# DATA:
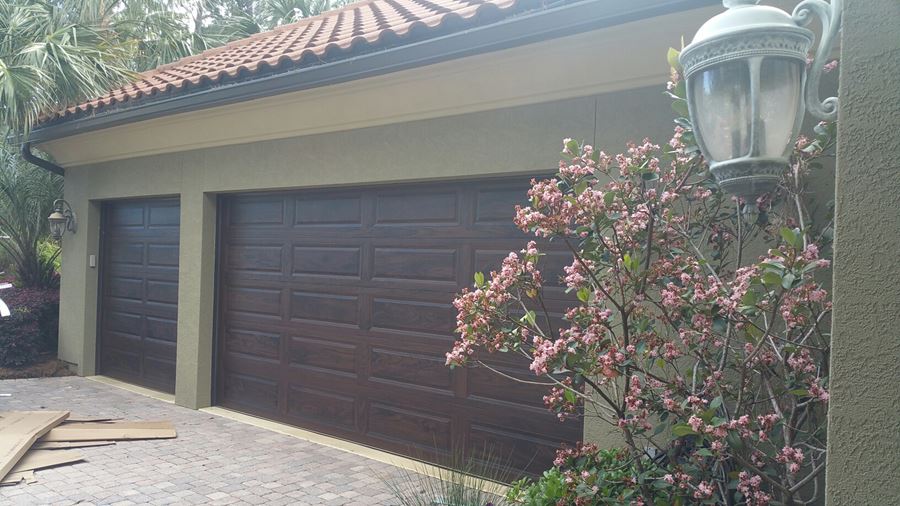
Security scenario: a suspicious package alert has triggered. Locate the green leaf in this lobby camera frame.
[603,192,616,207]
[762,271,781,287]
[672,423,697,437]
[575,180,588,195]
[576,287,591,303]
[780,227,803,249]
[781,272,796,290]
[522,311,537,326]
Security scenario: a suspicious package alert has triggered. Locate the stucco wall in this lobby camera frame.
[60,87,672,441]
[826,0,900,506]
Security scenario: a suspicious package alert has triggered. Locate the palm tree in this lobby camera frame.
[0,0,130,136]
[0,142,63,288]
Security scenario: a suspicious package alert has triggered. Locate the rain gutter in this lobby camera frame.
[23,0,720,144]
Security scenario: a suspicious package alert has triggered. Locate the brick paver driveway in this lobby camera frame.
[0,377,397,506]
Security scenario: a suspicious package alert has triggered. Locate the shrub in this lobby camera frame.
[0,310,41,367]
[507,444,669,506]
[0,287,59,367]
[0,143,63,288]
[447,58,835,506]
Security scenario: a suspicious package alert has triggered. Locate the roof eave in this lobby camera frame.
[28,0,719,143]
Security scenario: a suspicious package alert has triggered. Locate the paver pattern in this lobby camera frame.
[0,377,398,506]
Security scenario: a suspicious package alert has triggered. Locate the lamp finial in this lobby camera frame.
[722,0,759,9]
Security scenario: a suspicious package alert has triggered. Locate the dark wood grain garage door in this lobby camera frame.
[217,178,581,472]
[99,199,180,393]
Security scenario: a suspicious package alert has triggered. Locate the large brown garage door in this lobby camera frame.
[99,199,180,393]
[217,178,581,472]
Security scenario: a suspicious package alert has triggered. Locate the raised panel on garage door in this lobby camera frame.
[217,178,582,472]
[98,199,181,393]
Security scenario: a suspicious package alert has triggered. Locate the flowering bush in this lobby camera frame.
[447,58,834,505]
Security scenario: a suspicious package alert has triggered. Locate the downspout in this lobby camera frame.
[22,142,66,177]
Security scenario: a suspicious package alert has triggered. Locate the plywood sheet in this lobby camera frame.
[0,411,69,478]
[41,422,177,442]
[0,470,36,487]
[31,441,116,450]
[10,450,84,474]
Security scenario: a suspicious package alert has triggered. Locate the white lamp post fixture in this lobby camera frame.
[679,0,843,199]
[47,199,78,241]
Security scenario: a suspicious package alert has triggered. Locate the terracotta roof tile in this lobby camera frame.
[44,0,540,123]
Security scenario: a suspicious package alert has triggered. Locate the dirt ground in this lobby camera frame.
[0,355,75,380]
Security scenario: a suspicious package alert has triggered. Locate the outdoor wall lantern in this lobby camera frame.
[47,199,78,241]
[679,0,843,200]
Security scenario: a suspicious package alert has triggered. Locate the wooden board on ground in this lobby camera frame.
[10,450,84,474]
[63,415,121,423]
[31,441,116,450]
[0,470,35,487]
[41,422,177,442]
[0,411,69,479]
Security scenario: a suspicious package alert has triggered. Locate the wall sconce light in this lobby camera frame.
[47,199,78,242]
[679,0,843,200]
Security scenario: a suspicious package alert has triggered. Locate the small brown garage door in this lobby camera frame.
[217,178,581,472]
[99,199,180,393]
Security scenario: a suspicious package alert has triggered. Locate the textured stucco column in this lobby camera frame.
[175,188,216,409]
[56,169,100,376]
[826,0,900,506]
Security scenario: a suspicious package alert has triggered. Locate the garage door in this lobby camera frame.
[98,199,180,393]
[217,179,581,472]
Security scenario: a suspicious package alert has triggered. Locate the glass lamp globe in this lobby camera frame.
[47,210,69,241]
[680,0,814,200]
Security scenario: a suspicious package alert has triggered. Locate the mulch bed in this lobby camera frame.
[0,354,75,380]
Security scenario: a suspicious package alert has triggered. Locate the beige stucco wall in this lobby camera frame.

--

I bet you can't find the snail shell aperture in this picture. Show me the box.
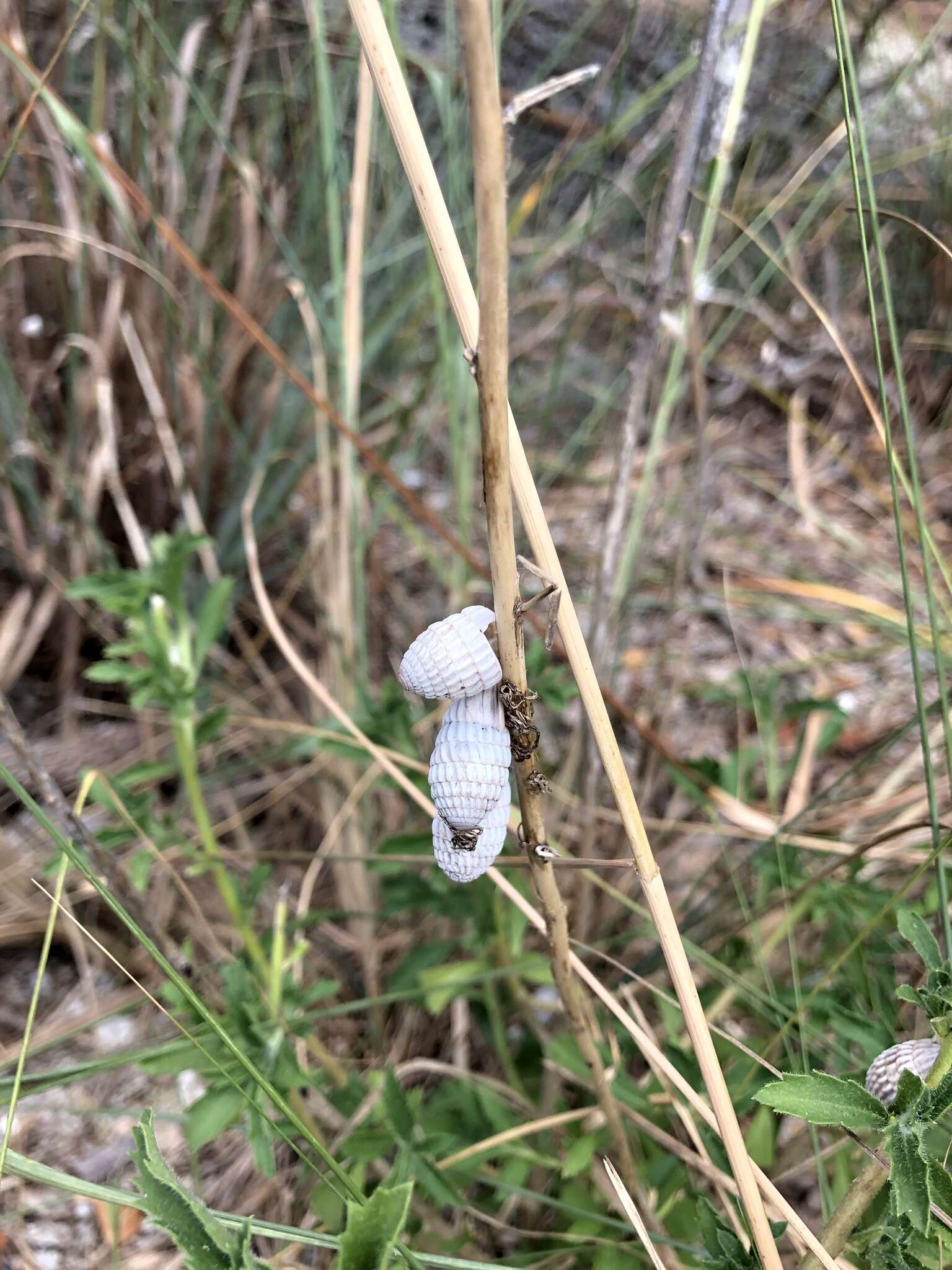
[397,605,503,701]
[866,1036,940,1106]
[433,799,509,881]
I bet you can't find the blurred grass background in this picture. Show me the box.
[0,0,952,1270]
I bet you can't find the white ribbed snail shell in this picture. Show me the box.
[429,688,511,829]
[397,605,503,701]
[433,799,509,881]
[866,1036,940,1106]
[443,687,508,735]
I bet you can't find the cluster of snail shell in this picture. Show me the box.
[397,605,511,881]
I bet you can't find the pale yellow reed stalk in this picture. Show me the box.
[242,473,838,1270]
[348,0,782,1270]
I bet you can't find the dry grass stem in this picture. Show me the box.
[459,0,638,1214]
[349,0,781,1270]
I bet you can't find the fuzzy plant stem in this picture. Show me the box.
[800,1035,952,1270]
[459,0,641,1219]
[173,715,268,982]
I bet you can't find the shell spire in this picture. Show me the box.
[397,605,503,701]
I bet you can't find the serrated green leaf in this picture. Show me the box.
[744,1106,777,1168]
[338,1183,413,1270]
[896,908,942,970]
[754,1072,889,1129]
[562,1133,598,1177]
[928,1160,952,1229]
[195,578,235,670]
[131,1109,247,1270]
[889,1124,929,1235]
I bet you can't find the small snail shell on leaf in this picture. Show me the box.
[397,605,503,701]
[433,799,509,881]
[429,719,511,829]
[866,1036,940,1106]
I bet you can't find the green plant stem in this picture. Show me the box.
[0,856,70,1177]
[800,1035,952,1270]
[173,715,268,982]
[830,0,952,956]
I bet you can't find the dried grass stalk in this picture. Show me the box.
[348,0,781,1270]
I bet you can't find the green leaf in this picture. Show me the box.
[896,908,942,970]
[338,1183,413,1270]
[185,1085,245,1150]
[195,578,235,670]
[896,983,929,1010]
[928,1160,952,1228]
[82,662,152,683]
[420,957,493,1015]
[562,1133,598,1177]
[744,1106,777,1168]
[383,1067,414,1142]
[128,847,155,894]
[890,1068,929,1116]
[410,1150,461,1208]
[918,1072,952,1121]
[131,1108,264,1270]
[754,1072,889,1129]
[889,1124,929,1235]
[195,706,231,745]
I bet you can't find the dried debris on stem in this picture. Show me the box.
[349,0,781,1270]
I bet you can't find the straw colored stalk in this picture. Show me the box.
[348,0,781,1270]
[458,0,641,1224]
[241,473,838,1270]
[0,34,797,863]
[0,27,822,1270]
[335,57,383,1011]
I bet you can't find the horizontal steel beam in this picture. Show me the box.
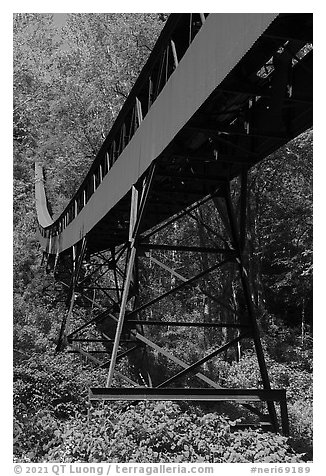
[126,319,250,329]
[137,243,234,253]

# EXERCISE DIRECTIONS:
Starting at the line containing "I bet you can't find the dry" and ending at the line containing "[137,243,234,253]", reproduce only those lines, requests included, with every bounding box coordinate multiplied by 2.35 and rounded to the nearest whole number, halves rounding up. Omit the pictures.

# RESPONSE FOR THIS EXERCISE:
I bet you can't find the dry grass stem in this picture. Show me the box.
[1079,0,1499,2853]
[820,0,1835,2985]
I bet you can't find the fuzzy plant stem in this picture. Show me the box.
[1880,2432,2237,2985]
[1079,0,1506,2865]
[407,1680,630,2308]
I bet you can't find the shell spire in this picture. Show me the box.
[933,1422,1182,1647]
I bet you can't find the serrated green leaf in this picture. Show me the box.
[1748,2599,1826,2745]
[794,2780,971,2985]
[2106,2134,2214,2280]
[1772,2519,2089,2653]
[1321,2663,1405,2766]
[2181,2726,2237,2888]
[458,1358,552,1575]
[308,2606,580,2985]
[2089,2641,2183,2902]
I bet you can't find the small snail shell on leaf in this picture. Show me the box.
[933,1422,1182,1647]
[1018,1878,1196,2070]
[1008,1690,1201,1948]
[2035,2435,2209,2599]
I bet you can't find the green plant stem in this picture. Show me the box.
[0,2012,165,2766]
[1880,2432,2237,2985]
[407,1680,630,2308]
[1951,0,2237,2247]
I bet you can't find the dried grass stalk in this picture. Show me the box.
[818,0,1835,2985]
I bet you can't find the green leaf in this picture. Show me the box.
[2106,2134,2214,2280]
[794,2780,971,2985]
[435,2550,576,2703]
[458,1358,552,1575]
[2106,2310,2183,2374]
[2181,2726,2237,2886]
[193,1556,357,1605]
[987,2249,1159,2385]
[1321,2663,1405,2766]
[1748,2599,1826,2745]
[900,2507,973,2684]
[301,1990,364,2101]
[2092,2510,2183,2623]
[964,2703,1083,2839]
[2157,2519,2237,2634]
[308,2604,620,2985]
[1772,2519,2089,2653]
[2089,2641,2183,2902]
[458,1659,543,1751]
I bet you can't find the dried debris on stem in this picture. Show me the box.
[820,0,1835,2985]
I bet you can't find the straw colored stalk in this picture. Show me the box.
[818,0,1835,2985]
[1076,0,1506,2876]
[566,1112,1969,2985]
[0,80,1873,2028]
[0,63,1932,2985]
[787,134,900,2376]
I bet you can't find the horizontal steel beam in this picture. Show me the box.
[296,750,588,773]
[322,571,550,595]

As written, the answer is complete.